• TASK TO CARRY OUT:
Go to the line containing "For the tall" in the records below. Repeat it and the lines after it exactly, all the way to the end.

□ □ □ □ □ □ □

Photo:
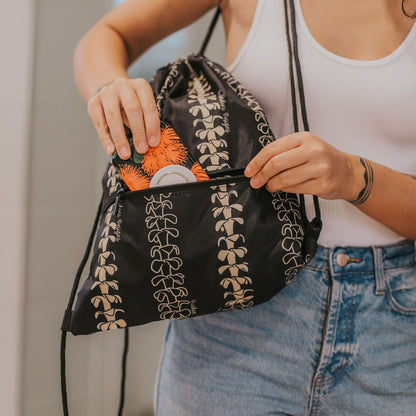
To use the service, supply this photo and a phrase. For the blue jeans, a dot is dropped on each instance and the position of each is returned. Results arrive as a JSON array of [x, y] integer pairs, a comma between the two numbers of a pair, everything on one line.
[[339, 340]]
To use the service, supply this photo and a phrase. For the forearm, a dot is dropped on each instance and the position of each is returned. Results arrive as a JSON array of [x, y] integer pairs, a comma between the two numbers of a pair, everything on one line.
[[100, 57], [392, 199]]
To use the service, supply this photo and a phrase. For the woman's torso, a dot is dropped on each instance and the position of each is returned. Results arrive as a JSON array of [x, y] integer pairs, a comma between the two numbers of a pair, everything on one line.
[[360, 95]]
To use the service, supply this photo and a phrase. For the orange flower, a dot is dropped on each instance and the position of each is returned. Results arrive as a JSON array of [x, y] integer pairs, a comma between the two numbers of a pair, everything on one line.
[[170, 151], [134, 178], [199, 172]]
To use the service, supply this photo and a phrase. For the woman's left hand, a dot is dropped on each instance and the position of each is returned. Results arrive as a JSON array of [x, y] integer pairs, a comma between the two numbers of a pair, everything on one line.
[[303, 163]]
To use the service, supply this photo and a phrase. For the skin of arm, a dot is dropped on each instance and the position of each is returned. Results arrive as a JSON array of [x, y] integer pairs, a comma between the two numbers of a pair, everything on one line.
[[101, 60], [128, 31], [304, 163]]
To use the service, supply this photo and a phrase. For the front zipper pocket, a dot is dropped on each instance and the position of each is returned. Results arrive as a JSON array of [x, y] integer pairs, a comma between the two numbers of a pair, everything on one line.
[[230, 177]]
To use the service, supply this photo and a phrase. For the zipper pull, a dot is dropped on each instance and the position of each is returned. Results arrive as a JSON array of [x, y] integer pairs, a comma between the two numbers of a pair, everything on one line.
[[120, 193]]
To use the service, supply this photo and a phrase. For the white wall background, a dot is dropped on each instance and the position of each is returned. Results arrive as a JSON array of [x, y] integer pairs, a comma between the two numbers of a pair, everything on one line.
[[16, 46], [51, 168]]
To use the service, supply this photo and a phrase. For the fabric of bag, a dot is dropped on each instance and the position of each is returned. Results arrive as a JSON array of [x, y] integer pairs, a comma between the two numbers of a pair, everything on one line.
[[184, 250]]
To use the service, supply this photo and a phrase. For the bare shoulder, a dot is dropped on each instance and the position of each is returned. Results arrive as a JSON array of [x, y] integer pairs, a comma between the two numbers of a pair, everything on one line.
[[238, 16]]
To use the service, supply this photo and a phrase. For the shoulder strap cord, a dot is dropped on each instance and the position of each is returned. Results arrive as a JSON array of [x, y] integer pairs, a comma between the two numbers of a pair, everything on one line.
[[67, 317], [294, 56], [210, 31]]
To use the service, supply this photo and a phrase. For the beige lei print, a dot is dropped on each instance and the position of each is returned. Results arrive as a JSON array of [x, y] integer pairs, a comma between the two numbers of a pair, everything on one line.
[[106, 268], [207, 108], [286, 205], [234, 271], [171, 294]]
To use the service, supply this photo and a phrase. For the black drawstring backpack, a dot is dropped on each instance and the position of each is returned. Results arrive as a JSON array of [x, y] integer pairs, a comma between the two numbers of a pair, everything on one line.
[[183, 250]]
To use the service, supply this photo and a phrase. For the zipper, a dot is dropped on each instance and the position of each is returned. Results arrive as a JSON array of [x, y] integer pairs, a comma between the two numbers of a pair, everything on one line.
[[120, 193], [127, 194]]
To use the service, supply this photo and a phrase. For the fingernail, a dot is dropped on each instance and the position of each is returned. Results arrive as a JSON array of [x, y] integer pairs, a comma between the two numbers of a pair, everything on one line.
[[142, 147], [153, 141], [109, 149], [255, 183], [124, 152]]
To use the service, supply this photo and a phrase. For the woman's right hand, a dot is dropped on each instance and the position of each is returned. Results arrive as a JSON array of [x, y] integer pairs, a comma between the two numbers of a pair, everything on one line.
[[127, 102]]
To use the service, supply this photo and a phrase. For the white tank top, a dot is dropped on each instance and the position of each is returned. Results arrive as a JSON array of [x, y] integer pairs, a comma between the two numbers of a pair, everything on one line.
[[366, 108]]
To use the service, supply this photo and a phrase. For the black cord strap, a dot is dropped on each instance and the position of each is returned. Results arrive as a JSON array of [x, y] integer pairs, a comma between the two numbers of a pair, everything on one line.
[[124, 371], [210, 31], [294, 56]]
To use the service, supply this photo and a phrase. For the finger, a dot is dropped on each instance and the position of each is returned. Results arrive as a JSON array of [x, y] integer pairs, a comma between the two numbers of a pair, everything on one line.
[[133, 113], [279, 163], [150, 113], [278, 146], [292, 177], [96, 112], [114, 119]]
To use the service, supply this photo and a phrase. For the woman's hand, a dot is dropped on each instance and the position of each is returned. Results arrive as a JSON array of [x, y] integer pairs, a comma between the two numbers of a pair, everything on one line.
[[127, 102], [303, 163]]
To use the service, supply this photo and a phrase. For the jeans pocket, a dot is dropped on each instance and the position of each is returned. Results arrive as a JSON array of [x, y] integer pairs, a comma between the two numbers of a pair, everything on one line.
[[401, 289]]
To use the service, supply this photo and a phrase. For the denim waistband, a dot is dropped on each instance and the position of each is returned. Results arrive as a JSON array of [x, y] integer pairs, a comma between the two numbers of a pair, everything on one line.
[[364, 259]]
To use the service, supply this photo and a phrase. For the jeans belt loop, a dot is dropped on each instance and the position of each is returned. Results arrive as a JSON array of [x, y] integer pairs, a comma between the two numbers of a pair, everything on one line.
[[378, 270]]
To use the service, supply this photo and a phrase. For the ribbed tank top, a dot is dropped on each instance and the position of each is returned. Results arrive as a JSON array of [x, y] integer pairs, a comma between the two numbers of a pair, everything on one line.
[[366, 108]]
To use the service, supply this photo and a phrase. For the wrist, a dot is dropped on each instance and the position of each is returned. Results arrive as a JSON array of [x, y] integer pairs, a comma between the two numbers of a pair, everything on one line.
[[362, 182]]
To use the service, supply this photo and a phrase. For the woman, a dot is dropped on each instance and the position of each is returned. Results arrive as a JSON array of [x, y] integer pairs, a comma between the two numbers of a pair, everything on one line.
[[341, 339]]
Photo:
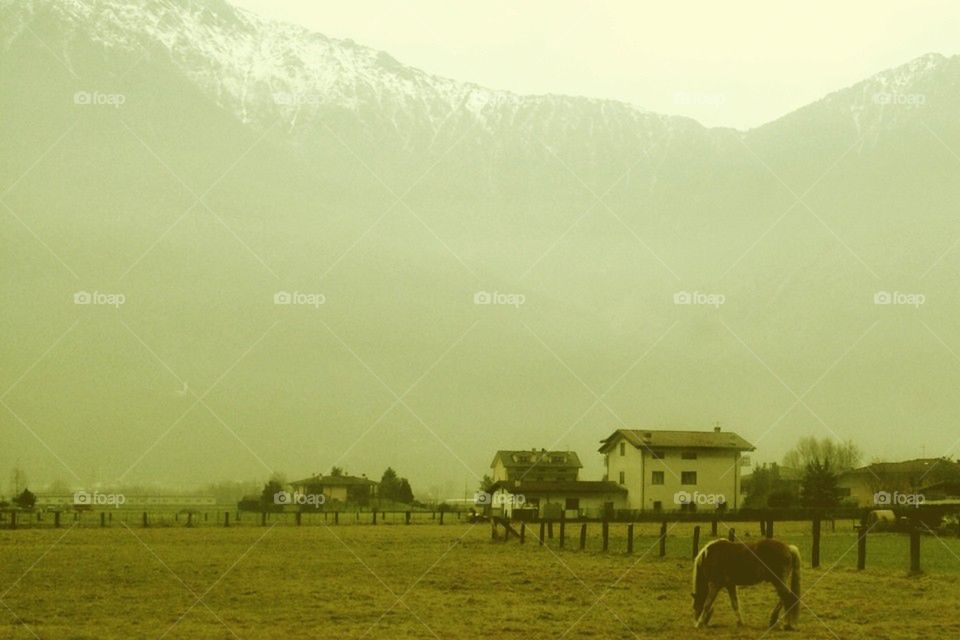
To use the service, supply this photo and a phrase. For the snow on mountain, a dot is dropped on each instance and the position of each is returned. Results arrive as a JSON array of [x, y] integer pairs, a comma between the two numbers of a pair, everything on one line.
[[261, 69]]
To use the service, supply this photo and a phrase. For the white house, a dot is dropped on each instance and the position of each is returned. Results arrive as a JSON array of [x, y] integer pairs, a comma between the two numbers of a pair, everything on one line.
[[676, 470]]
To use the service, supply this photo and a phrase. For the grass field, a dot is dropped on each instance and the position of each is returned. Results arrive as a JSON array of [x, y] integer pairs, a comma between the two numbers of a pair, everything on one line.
[[424, 581]]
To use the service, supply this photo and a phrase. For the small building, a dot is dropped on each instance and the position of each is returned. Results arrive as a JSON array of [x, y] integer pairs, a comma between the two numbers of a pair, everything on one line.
[[546, 499], [924, 476], [676, 470], [358, 490], [537, 465]]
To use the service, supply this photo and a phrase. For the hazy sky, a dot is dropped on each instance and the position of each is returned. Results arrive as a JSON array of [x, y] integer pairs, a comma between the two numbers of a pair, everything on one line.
[[734, 64]]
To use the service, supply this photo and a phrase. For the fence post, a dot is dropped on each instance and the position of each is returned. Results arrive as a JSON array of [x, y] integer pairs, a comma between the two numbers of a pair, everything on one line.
[[815, 549], [914, 548], [861, 547], [563, 527]]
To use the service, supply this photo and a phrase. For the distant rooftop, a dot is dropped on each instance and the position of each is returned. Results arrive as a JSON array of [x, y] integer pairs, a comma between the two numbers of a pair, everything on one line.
[[332, 481], [559, 486], [539, 457], [675, 438]]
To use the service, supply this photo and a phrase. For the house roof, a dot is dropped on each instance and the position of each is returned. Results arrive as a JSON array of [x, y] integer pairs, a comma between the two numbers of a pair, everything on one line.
[[559, 486], [686, 439], [333, 481], [534, 457]]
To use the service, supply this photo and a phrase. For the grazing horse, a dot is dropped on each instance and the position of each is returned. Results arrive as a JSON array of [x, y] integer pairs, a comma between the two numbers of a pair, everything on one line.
[[722, 564]]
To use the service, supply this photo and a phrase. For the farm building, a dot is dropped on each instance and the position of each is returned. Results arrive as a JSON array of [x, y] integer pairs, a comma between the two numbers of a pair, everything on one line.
[[664, 470], [533, 464], [340, 488], [934, 476], [546, 499]]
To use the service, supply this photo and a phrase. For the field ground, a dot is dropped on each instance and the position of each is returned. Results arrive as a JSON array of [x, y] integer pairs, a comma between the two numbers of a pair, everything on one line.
[[422, 581]]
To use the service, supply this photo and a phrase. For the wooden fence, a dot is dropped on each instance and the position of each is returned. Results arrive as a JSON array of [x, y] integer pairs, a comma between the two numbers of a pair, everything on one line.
[[913, 532]]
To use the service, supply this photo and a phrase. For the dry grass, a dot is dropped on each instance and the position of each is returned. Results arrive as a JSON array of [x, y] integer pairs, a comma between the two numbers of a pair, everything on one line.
[[424, 581]]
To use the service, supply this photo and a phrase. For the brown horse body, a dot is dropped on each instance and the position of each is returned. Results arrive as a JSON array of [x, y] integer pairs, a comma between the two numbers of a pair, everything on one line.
[[723, 564]]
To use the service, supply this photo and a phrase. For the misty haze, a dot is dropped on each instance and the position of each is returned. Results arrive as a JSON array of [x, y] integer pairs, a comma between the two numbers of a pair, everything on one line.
[[303, 338]]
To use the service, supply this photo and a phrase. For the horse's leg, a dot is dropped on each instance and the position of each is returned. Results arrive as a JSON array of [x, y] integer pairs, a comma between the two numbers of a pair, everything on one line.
[[790, 603], [775, 616], [704, 619], [735, 603]]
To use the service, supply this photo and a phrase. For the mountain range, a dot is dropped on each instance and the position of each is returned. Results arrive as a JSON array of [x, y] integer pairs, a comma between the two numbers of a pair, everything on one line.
[[496, 270]]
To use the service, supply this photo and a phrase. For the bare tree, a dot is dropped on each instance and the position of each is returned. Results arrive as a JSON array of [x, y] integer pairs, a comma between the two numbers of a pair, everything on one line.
[[18, 479], [833, 454]]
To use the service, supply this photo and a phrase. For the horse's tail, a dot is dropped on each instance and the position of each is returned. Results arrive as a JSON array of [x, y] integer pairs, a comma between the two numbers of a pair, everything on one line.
[[794, 611]]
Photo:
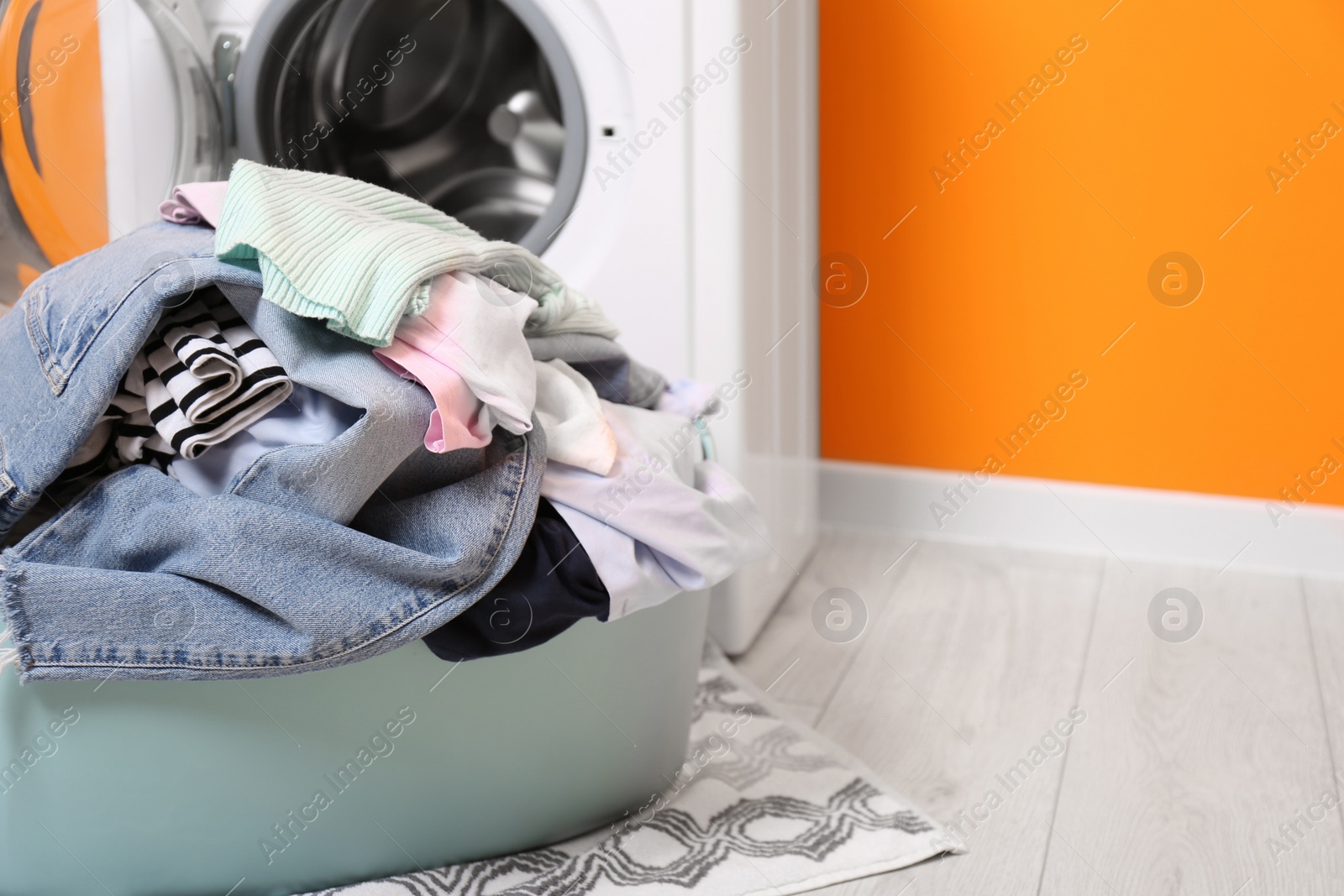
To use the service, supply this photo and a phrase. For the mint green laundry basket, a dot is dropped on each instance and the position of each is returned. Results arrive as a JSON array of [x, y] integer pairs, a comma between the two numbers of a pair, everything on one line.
[[212, 788]]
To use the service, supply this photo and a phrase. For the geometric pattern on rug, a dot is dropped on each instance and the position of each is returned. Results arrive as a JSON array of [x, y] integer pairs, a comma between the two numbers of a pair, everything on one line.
[[763, 805]]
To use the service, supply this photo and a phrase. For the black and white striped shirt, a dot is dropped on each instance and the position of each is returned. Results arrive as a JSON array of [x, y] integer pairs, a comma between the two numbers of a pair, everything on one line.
[[202, 378]]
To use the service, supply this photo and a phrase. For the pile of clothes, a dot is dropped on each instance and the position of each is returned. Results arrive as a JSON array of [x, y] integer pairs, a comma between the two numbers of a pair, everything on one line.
[[306, 421]]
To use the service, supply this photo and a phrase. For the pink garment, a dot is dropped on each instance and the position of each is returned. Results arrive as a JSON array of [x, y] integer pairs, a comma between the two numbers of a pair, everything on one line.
[[195, 203], [470, 352]]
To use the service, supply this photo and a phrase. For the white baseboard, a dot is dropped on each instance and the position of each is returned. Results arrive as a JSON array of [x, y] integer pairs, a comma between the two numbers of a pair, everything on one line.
[[1142, 524]]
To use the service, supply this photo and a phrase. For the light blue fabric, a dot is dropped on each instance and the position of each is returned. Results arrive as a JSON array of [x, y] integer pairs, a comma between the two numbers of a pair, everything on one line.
[[307, 417], [318, 555]]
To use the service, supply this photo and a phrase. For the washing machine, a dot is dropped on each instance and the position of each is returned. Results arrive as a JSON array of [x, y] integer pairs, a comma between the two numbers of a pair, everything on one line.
[[660, 156]]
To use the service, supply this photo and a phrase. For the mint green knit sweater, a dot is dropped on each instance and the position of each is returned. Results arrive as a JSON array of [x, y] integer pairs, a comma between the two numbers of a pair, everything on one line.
[[360, 255]]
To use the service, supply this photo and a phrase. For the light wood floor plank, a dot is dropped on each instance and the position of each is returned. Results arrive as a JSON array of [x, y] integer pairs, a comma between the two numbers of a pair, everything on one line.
[[979, 654], [790, 658], [1195, 752]]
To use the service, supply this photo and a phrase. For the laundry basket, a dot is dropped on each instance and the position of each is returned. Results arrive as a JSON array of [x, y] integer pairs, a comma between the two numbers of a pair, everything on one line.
[[286, 785]]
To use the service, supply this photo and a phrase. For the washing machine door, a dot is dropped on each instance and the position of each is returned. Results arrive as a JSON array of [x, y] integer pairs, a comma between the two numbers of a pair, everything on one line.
[[104, 107], [472, 107]]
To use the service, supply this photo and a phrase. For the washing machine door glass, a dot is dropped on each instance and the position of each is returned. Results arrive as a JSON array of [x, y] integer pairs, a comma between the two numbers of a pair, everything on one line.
[[64, 184], [470, 105]]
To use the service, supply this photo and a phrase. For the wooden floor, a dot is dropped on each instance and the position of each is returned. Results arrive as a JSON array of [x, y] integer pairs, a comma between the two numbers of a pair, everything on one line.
[[1193, 762]]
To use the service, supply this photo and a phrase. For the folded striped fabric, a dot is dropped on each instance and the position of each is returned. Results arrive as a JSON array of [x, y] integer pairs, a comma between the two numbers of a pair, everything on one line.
[[202, 378]]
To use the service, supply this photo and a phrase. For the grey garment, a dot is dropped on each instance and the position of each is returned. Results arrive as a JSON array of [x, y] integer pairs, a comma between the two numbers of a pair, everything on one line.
[[315, 555], [616, 376]]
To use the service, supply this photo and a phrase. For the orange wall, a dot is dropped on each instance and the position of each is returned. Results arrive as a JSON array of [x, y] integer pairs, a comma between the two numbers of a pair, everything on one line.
[[1035, 258]]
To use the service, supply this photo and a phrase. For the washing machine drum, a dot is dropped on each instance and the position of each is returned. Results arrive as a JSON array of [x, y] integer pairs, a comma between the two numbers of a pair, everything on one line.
[[460, 103]]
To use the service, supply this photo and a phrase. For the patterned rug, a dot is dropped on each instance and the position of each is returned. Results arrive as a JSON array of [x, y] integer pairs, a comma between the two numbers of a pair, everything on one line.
[[763, 805]]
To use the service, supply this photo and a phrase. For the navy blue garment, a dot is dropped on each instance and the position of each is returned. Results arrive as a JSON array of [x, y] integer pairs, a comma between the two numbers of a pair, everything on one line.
[[551, 586]]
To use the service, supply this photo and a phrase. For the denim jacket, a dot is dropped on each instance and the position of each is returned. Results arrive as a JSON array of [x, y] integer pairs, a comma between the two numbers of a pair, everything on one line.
[[318, 555]]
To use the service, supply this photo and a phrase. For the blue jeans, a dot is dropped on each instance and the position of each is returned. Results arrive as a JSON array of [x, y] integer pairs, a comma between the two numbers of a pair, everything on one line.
[[316, 555]]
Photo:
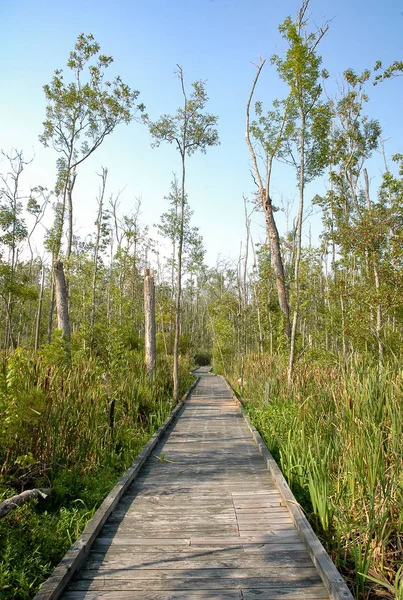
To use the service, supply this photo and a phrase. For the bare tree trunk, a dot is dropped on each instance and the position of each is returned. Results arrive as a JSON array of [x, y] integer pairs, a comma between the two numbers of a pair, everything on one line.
[[149, 330], [298, 256], [63, 320], [96, 250], [70, 186], [376, 280], [271, 227], [39, 315], [51, 310], [179, 285]]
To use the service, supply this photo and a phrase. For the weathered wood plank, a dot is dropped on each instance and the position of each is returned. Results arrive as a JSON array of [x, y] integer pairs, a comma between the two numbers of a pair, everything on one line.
[[161, 561], [284, 574], [204, 519], [108, 584], [74, 558], [157, 595]]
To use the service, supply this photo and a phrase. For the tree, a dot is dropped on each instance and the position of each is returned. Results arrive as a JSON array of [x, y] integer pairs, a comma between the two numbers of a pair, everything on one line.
[[269, 132], [79, 116], [308, 123], [190, 129]]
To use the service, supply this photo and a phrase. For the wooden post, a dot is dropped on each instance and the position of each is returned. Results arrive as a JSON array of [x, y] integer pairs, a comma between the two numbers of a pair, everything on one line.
[[62, 308], [149, 312], [266, 393]]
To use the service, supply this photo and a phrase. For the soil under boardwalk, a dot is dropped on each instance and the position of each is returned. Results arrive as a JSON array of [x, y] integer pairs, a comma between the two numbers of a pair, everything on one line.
[[204, 519]]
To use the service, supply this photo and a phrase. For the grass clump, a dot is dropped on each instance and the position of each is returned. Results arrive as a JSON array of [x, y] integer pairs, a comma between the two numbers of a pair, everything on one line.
[[74, 427], [338, 440]]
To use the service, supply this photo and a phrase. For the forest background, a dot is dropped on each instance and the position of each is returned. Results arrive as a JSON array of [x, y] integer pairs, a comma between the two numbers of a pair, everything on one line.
[[304, 322]]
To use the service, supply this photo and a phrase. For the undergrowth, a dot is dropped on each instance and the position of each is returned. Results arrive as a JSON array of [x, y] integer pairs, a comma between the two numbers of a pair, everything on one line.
[[73, 427], [338, 440]]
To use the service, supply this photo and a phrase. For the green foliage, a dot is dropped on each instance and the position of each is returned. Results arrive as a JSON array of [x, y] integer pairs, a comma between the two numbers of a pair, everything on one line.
[[190, 129], [81, 113], [74, 427], [338, 442], [202, 358]]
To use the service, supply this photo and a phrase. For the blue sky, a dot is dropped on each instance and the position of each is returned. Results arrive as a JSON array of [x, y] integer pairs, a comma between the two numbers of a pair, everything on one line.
[[215, 40]]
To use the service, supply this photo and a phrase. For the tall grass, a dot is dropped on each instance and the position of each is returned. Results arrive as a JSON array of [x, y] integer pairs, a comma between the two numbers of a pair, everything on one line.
[[339, 442], [74, 427]]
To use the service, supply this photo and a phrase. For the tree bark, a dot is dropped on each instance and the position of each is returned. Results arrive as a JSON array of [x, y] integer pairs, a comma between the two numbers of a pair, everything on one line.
[[62, 308], [149, 314], [39, 315], [20, 499], [271, 227], [179, 286], [298, 255]]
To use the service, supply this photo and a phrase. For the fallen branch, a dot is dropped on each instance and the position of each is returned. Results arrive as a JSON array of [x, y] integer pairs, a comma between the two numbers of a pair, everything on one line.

□ □ □ □ □ □ □

• REPLY:
To use the service, supply this photo and a phrase. For the tall grass, a dot is dropped on each instance and the position of each is returned. Results arrive as a JSON array of [x, y] integer pairs, a comma between the two numbers of a pair, everything on one line.
[[339, 442], [74, 427]]
To use the service, supply this photo and a phrase. For the tree bark, a dot is dropped on each instance and the position of each is returned. Results arrive as a JSON array of [x, y] integer pairs, a comma between the two numbers of a pair, everything on one line.
[[62, 308], [149, 314], [39, 315], [20, 499], [271, 227], [179, 286], [298, 255]]
To use the service, supply this photo and a phrase. For the fallen branch, a dot is dropped on each instance and the position of each is returned. Results arrive as a JSON array of [x, y] integer pairs, a comma between the two numbers of a pair, everything on one line.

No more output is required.